Written request A: According to the Austin French biography, where did "Freedom Hymn" peak on the Billboard Hot Christian Songs chart?
------ Passage to read ------
- Born: Austin Bryan French February 13, 1994 (age 32) Cordele, Georgia, U.S.
- Origin: Nashville, Tennessee
- Genres: Worship · CCM
- Occupation: Singer · songwriter
- Instrument: Vocals · guitar
- Years active: 2014–present
- Label: Fair Trade Services · Awaken
- Website: austinfrenchmusic.com

= Austin French =

American contemporary Christian musician

Austin Bryan French (born February 13, 1994) is an American Christian musician, who plays Christian pop style contemporary worship music. He released his debut single, "Freedom Hymn", through Fair Trade Services on December 8, 2017. The song went on to receive radio play and ultimately peaked at No. 8 on the Billboard Hot Christian Songs chart.

==Early and personal life==
French grew up in the small town of Cordele, Georgia. When he was young, he wished to be a contemporary Christian artist who wrote songs that "shared his faith and passion for Jesus." He formed bands learning to take his music to stages, churches, and anyone who would listen. He toured while in high school. "We would fill up the church van or my best friend's Suburban and drive, praying that we would make it to the gigs without breaking down, just to play for 10 people and then do it again every weekend we could," says French. He saw a passion and calling from God to share music which was "rooted in the gospel." He started leading music at Journey Church, in Tifton at the age of 18 and became the full-time worship pastor. He met his wife, Joscelyn French, at the church. He led musicians and the congregation in worship for three years.

==Music career==

In 2014, French was featured on the first season of the ABC TV show "Rising Star". He performed songs such as "Bless the Broken Road" and "If I Ain't Got You". He impressed millions of viewers working with guest judges Ludacris, Kesha, and Brad Paisley and making it to the finale. He finished as the runner-up on the show and had the opportunity to share the stage with multi-platinum recording artist, Josh Groban.
------ Records provided ------
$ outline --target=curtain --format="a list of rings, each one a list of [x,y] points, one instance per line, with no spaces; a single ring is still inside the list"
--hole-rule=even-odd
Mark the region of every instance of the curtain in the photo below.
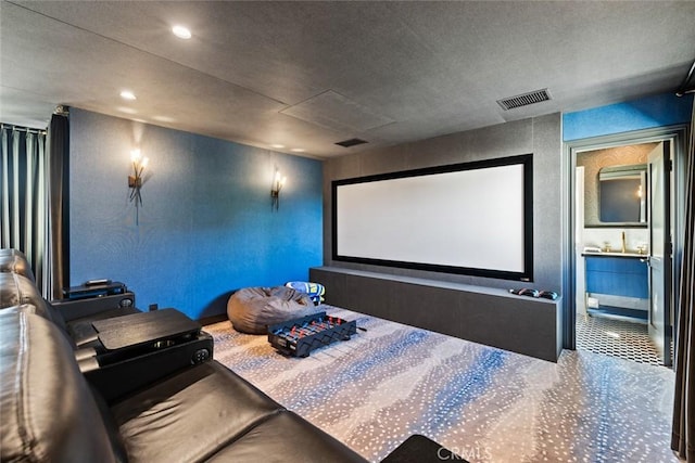
[[[24,252],[42,288],[47,273],[46,245],[46,132],[2,126],[2,227],[3,248]]]
[[[691,119],[671,449],[695,462],[695,101]]]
------
Written request B: Render the part of the records that opens with their first line and closes with the line containing "Mark the region", both ends included, as a JSON list of strings with one string per line and blank lines left out.

Finished answer A: No. 8

Finished answer B:
[
  "$ outline --target=curtain --format=\"a list of rings, each one a list of [x,y] points, one instance per line, with no spaces; a single ring is still inside the list\"",
  "--hole-rule=even-odd",
  "Mark the region of every instance of the curtain in the photo below."
]